Document passage
While I have distinct reservations about the term "hard-science", certainly there can be non-mathematical answers that are hard-science. May I suggest hard-science answers about biology, psychology (yes, it was mentioned earlier), chemistry, and geology. This will depend on the nature of the question.
Also, there can and will be answers where the tags of hard-science and science-based overlap. You may draw Venn diagrams to illustrate whatever notion of the overlap of these tags you may hold. The issue of how much mathematical explication is needed for answers will vary. It's easy to see that some answerers will provide equations and calculations for their answers to even science-based questions. After all, how can anybody stop an answer being more appropriate for the hard-science tag when the question was only science-based?
Frankly anyone familiar with classification theory (of which there are several) will know that any labels, categories, classifications, or taxonomies will inevitably be porous and any demarcation between related concepts will be permeable. This means that overlap and similarity between various subject matter are things that just have to be lived with. This doesn't diminish the value of tags, it's simply they don't have absolute value.

Available data
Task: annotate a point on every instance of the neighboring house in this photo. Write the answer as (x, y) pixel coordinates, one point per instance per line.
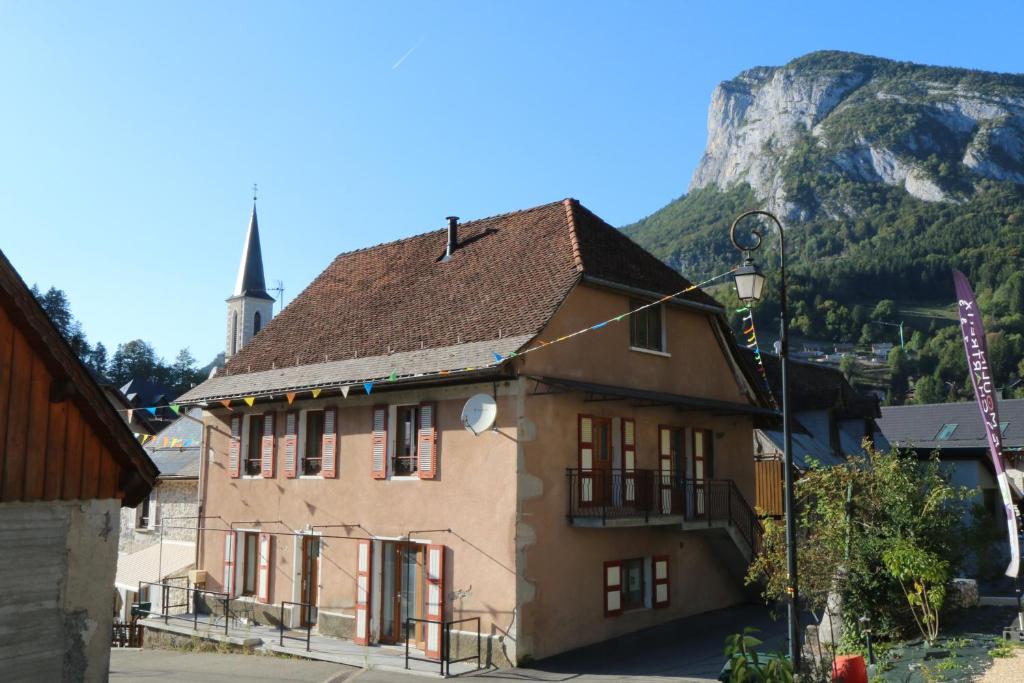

Work item A
Summarize the passage on science tags in two sentences.
Work item B
Which fields does the passage on science tags suggest for non-mathematical hard-science answers?
Work item C
Write a few more sentences for the passage on science tags, picking up after its final sentence.
The material is separate from the passage on science tags.

Final answer A
The passage argues that hard-science answers need not be mathematical, and that the hard-science and science-based tags can overlap, since some answerers add equations and calculations even to science-based questions. Drawing on classification theory, it holds that all categories are porous, so overlap has to be lived with; tags stay valuable but lack absolute value.

Final answer B
Biology, psychology, chemistry, and geology.

Final answer C
Earnest Rutherford may have said: "There is only physics and stamp collecting." This as about as absolutist as it gets (except he was probably joking and Rutherford was a New Zealander and New Zealanders have a funny sense of humour). While physics is awarded the hard-science, it's not the only game in town (I say this as someone who loves physics, but I'm not blind).
Simply expect hard-science answers to be more rigorous than science-based ones, but do not expect them to put in exclusively separate boxes. There will always be cross-overs. Tags are more like pointers showing which way the subject should be treated. There can't be absolutes.